* The problem:
Given the entries below, please return each one exactly.

* Input:

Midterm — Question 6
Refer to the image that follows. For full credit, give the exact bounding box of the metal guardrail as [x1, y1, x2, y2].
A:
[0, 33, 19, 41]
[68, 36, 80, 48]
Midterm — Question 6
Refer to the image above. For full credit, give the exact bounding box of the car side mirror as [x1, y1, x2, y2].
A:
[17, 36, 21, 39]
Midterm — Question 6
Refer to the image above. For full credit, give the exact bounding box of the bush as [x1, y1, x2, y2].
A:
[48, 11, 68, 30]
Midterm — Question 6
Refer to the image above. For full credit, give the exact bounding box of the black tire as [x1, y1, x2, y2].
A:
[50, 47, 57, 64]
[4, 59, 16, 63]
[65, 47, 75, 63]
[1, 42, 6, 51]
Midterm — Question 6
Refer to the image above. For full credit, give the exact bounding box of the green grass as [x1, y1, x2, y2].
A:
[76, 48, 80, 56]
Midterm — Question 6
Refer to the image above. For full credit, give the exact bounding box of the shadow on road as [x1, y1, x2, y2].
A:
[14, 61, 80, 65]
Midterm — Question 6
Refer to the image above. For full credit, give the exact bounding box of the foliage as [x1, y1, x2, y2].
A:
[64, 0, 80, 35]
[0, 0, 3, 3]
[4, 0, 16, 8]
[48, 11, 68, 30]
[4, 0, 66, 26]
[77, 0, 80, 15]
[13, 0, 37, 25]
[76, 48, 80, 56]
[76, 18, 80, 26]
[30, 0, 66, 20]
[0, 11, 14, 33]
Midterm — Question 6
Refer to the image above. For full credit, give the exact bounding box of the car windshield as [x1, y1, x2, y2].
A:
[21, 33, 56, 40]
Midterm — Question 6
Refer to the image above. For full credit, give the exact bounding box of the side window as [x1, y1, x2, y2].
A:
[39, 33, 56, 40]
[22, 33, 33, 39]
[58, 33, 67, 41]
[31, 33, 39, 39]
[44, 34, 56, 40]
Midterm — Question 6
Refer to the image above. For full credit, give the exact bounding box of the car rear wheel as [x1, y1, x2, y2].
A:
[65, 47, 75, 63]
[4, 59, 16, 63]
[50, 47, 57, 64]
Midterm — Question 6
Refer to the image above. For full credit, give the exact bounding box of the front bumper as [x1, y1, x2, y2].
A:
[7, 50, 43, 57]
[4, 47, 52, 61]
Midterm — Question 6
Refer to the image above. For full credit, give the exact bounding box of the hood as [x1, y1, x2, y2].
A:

* Response:
Midterm — Question 6
Refer to the image that follows. For full credit, give the exact bounding box of the metal guardrail as [x1, y1, x2, y2].
A:
[0, 33, 19, 41]
[68, 36, 80, 48]
Midterm — Question 6
Refer to the image above. For full credit, give the exact bounding box of the car side mirror as [x1, y1, x2, y2].
A:
[17, 36, 21, 39]
Midterm — Question 6
Refer to the image above. For full credit, give the exact bounding box of the bush as [x1, y1, x2, y2].
A:
[48, 11, 68, 30]
Midterm — Question 6
Refer to the image above. For full credit, give the exact bounding box of the black tire as [x1, y1, x2, y2].
A:
[50, 47, 57, 64]
[4, 59, 16, 63]
[65, 47, 75, 63]
[1, 42, 6, 51]
Midterm — Question 6
Refer to the image above. For full credit, give the exact bounding box of the green grass as [x1, y1, x2, y2].
A:
[76, 48, 80, 56]
Midterm — Question 6
Refer to the image above. For full credit, give the exact bounding box of the shadow on road as [x1, y1, x2, y2].
A:
[14, 61, 80, 65]
Midterm — Question 6
Refer to the image above. For full credit, give the exact bounding box of the foliage as [x1, y1, x2, y2].
A:
[64, 0, 80, 35]
[0, 0, 3, 3]
[4, 0, 16, 8]
[48, 11, 68, 30]
[4, 0, 66, 26]
[77, 0, 80, 15]
[13, 0, 37, 25]
[76, 48, 80, 56]
[76, 18, 80, 26]
[30, 0, 66, 20]
[0, 11, 14, 33]
Midterm — Question 6
Refer to the image above. For full credit, give the exact bounding box of the car windshield as [x1, y1, x2, y2].
A:
[21, 33, 56, 40]
Midterm — Question 6
Refer to the image above. For full credit, give the exact bounding box of the side window as [x1, y1, x2, y2].
A:
[39, 33, 56, 40]
[22, 33, 33, 39]
[58, 33, 67, 41]
[31, 33, 39, 39]
[44, 34, 56, 40]
Midterm — Question 6
Refer to the image above. For full credit, give the exact bounding box of the car rear wheel as [x1, y1, x2, y2].
A:
[65, 47, 75, 63]
[4, 59, 16, 63]
[50, 47, 57, 64]
Midterm — Question 6
Refer to the image above. For full credit, give the exact bounding box of the front bumper as [x1, y1, x2, y2].
A:
[7, 50, 43, 57]
[4, 47, 52, 61]
Midterm — Question 6
Refer to the image above. For full credit, give the exact bounding box of the hood as [x1, y1, x2, y2].
A:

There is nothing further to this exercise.